● Task requirements
Reproduce the passage below about Aura Energy's bio heap leach trial word for word, without any changes.

[[ Extracted text, beginning ]]

Aura Energy (ASX: AEE) has risen nicely today on the back of the news release re their Bio Heap Leach process being successfully trialed.

Using a mixture of sulphide "eating" bacteria from 3 different sources that munch on pyrite to produce sulfuric acid they obtained 75% uranium extraction.

The bio heap leach process in conjunction with their existing high levels of recovery (up to 93%) of uranium that have been obtained from initial bench‐scale conventional acid leaching tests with a 12 hour through put time, indicate that AEE is well on track towards developing a rapid, cheap method of uranium and other metals extraction.

From the release:
Bioleach Testwork Overview

Aura commenced bioleaching testwork with the renowned Parker Cooperative Research Centre for Hydrometallurgy in Perth, Western Australia in late 2009. Bacterial cultures have been established from three sources: the H?gg?n ore; waters from the Project Area in Sweden; and from a coal mine in Western Australia.

The Alum Shale material at H?gg?n has characteristics that make it amenable to bioleaching technologies. The high sulphur content, which the bacteria can oxidise to generate acid, and the similarities to ores being processed by bioleaching elsewhere, has been the impetus for this testwork programme.
Bioleaching in heaps is advantageous as the bacteria generate acid from the pyrite in the rocks, limiting the need to purchase acid and so greatly reducing project operating costs. Heap leaching also offers much reduced capital cost.
These initial results obtained by CSIRO scientists working through the world‐renowned Parker Cooperative Research Centre for Integrated Hydrometallurgy Solutions

The main objectives of these tests were to determine whether naturally occurring bacteria could break down the iron sulphide (pyrite) present to generate sulphuric acid, and whether this acid would aid the extraction of metals.

[[ Extracted text, end ]]
[[ Information given, beginning ]]

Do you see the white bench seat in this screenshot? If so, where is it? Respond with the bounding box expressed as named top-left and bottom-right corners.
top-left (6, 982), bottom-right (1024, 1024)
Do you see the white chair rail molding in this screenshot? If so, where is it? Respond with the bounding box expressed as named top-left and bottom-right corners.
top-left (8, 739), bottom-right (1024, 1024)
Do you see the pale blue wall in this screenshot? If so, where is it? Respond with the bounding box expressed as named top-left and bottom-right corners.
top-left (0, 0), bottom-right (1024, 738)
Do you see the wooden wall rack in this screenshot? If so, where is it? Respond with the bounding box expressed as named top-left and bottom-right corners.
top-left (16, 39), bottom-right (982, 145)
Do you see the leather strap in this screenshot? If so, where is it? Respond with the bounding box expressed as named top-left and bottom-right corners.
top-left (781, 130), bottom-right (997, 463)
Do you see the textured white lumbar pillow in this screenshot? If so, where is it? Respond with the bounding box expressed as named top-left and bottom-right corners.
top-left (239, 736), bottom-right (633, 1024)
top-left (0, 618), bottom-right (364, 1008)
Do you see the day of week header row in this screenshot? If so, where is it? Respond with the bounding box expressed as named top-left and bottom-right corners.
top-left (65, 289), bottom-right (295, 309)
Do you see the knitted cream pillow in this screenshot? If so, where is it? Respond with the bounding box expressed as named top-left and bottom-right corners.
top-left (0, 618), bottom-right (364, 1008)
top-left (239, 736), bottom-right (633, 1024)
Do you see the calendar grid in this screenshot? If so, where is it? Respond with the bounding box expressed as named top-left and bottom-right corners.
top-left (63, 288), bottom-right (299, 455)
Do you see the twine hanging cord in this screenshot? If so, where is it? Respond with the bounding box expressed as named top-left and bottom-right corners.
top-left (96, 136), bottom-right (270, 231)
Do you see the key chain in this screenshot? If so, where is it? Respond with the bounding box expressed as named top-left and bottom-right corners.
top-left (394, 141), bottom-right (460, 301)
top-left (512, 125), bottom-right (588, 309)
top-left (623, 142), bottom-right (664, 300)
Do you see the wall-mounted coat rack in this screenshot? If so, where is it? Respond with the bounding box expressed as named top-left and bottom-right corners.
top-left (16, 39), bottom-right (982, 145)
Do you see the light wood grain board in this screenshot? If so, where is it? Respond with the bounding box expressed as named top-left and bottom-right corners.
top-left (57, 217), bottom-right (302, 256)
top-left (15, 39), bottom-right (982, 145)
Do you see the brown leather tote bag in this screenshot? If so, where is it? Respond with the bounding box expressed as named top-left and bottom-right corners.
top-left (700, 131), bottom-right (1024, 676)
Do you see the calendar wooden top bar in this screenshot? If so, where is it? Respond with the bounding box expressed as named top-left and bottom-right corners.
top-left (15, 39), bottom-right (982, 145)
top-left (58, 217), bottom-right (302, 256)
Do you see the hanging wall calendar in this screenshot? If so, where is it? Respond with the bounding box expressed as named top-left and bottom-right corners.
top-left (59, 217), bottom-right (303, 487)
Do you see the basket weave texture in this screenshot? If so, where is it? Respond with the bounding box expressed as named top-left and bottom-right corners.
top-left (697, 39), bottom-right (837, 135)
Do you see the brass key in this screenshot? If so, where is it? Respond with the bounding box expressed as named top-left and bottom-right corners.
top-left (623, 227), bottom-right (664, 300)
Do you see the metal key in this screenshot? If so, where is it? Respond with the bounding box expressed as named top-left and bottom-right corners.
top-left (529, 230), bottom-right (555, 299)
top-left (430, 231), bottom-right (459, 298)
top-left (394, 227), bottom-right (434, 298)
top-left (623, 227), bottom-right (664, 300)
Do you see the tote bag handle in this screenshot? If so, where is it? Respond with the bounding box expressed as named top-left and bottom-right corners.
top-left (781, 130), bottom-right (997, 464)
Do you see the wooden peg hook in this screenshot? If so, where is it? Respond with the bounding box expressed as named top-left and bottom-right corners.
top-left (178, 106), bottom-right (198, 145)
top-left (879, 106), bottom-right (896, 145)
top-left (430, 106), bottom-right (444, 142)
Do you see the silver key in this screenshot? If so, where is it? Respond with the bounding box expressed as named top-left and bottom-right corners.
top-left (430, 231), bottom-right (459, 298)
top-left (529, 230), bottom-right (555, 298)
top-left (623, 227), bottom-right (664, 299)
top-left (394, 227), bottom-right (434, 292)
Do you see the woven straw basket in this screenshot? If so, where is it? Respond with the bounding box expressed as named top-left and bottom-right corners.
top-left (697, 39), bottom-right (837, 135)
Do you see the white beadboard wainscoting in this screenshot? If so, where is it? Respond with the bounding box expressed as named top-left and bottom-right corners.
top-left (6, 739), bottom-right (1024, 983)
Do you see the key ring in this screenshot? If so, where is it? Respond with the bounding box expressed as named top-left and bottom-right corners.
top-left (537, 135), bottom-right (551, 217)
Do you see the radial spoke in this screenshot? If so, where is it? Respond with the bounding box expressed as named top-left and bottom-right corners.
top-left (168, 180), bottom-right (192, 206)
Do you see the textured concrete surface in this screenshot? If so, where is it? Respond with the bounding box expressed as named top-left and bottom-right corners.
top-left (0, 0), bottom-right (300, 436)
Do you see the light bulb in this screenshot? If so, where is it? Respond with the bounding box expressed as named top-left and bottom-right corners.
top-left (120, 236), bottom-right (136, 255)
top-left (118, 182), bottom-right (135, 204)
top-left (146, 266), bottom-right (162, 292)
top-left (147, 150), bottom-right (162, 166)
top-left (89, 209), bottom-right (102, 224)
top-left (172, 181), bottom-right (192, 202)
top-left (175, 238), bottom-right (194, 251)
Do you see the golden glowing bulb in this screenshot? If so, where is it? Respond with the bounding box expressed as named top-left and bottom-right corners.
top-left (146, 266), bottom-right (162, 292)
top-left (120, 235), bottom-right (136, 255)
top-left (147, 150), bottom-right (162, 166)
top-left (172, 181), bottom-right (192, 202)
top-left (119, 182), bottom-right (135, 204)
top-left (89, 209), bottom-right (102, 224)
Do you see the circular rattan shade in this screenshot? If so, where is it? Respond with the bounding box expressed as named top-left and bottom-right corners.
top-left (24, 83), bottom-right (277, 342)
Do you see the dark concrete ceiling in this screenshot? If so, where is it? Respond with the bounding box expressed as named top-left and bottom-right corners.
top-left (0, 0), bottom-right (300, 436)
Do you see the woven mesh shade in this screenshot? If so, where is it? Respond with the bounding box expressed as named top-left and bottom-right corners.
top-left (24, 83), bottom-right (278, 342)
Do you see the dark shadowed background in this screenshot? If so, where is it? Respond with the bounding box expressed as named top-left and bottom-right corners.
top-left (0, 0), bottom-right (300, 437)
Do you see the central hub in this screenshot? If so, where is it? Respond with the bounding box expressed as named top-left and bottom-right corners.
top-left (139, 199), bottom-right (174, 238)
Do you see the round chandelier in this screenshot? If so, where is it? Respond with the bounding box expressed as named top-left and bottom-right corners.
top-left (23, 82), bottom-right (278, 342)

[[ Information given, end ]]

● Answer area
Aura Energy (ASX: AEE) has risen nicely today on the back of the news release re their Bio Heap Leach process being successfully trialed.

Using a mixture of sulphide "eating" bacteria from 3 different sources that munch on pyrite to produce sulfuric acid they obtained 75% uranium extraction.

The bio heap leach process in conjunction with their existing high levels of recovery (up to 93%) of uranium that have been obtained from initial bench‐scale conventional acid leaching tests with a 12 hour through put time, indicate that AEE is well on track towards developing a rapid, cheap method of uranium and other metals extraction.

From the release:
Bioleach Testwork Overview

Aura commenced bioleaching testwork with the renowned Parker Cooperative Research Centre for Hydrometallurgy in Perth, Western Australia in late 2009. Bacterial cultures have been established from three sources: the H?gg?n ore; waters from the Project Area in Sweden; and from a coal mine in Western Australia.

The Alum Shale material at H?gg?n has characteristics that make it amenable to bioleaching technologies. The high sulphur content, which the bacteria can oxidise to generate acid, and the similarities to ores being processed by bioleaching elsewhere, has been the impetus for this testwork programme.
Bioleaching in heaps is advantageous as the bacteria generate acid from the pyrite in the rocks, limiting the need to purchase acid and so greatly reducing project operating costs. Heap leaching also offers much reduced capital cost.
These initial results obtained by CSIRO scientists working through the world‐renowned Parker Cooperative Research Centre for Integrated Hydrometallurgy Solutions

The main objectives of these tests were to determine whether naturally occurring bacteria could break down the iron sulphide (pyrite) present to generate sulphuric acid, and whether this acid would aid the extraction of metals.